В пятницу, через четыре дня после первого нападения, Карлос прибыл в аэропорт, чтобы помочь трем палестинским боевикам, выбранным Мухарбалом, провести нечто вроде “генеральной репетиции”. Безоружная группа установила, что их будет отделять от цели очень небольшое расстояние. “Нам предстояло решить три проблемы, — вспоминал Карлос. — Для того чтобы скрыться, нам нужны были заложники. Такая операция могла привести к гибели нескольких ни в чем не повинных людей, а это не входило в наши планы. К тому же это могло представлять опасность для нас самих”.{113} Через два дня, в воскресенье, Карлос и его команда вновь оказались в аэропорту. День стоял солнечный, и, как он и предсказывал, терраса и в самом деле была переполнена гуляющими с детьми.
Поскольку за неделю до этого Карлос и Вайнрих бросили свое оружие в “Пежо”, единственное, что Мухарбал смог организовать для них за столь короткий срок, была менее мощная базука типа РПГ-2. Она была спрятана в ближайшем к обзорной террасе туалете. Поскольку повсюду было полно народа, группе понадобилось больше, чем ожидалось, времени на то, чтобы ее достать. После чего, боясь опоздать, боевики бегом бросились на террасу. Заметивший их с более высокой террасы офицер службы безопасности тут же открыл огонь. Дело могло кончиться страшным кровопролитием, поскольку нападавшие успели смешаться с толпой зевак. К счастью, никто не пострадал, и пули разбили лишь стеклянное ограждение, шедшее по периметру террасы. Толпа заметалась в поисках укрытия, и один из палестинцев усугубил панику, открыв огонь в воздух и швырнув гранату. Другой вытащил базуку, которую он прятал под пальто, и прицелился в авиалайнер “Эль-Аль”.

*Материал*
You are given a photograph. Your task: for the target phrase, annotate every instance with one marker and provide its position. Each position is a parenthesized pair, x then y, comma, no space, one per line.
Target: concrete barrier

*Условия заданий*
- A) Перечислите все имена людей, которые упоминаются в отрывке.
- B) Пожалуйста, отредактируйте в отрывке всё начиная с "В пятницу, через" и вниз до "гуляющими с детьми.", заменив "терраса" на "площадка".
Материал здесь не понадобится.

*Полные решения*
- A) Карлос, Мухарбал, Вайнрих.

- B)
В пятницу, через четыре дня после первого нападения, Карлос прибыл в аэропорт, чтобы помочь трем палестинским боевикам, выбранным Мухарбалом, провести нечто вроде “генеральной репетиции”. Безоружная группа установила, что их будет отделять от цели очень небольшое расстояние. “Нам предстояло решить три проблемы, — вспоминал Карлос. — Для того чтобы скрыться, нам нужны были заложники. Такая операция могла привести к гибели нескольких ни в чем не повинных людей, а это не входило в наши планы. К тому же это могло представлять опасность для нас самих”.{113} Через два дня, в воскресенье, Карлос и его команда вновь оказались в аэропорту. День стоял солнечный, и, как он и предсказывал, площадка и в самом деле была переполнена гуляющими с детьми.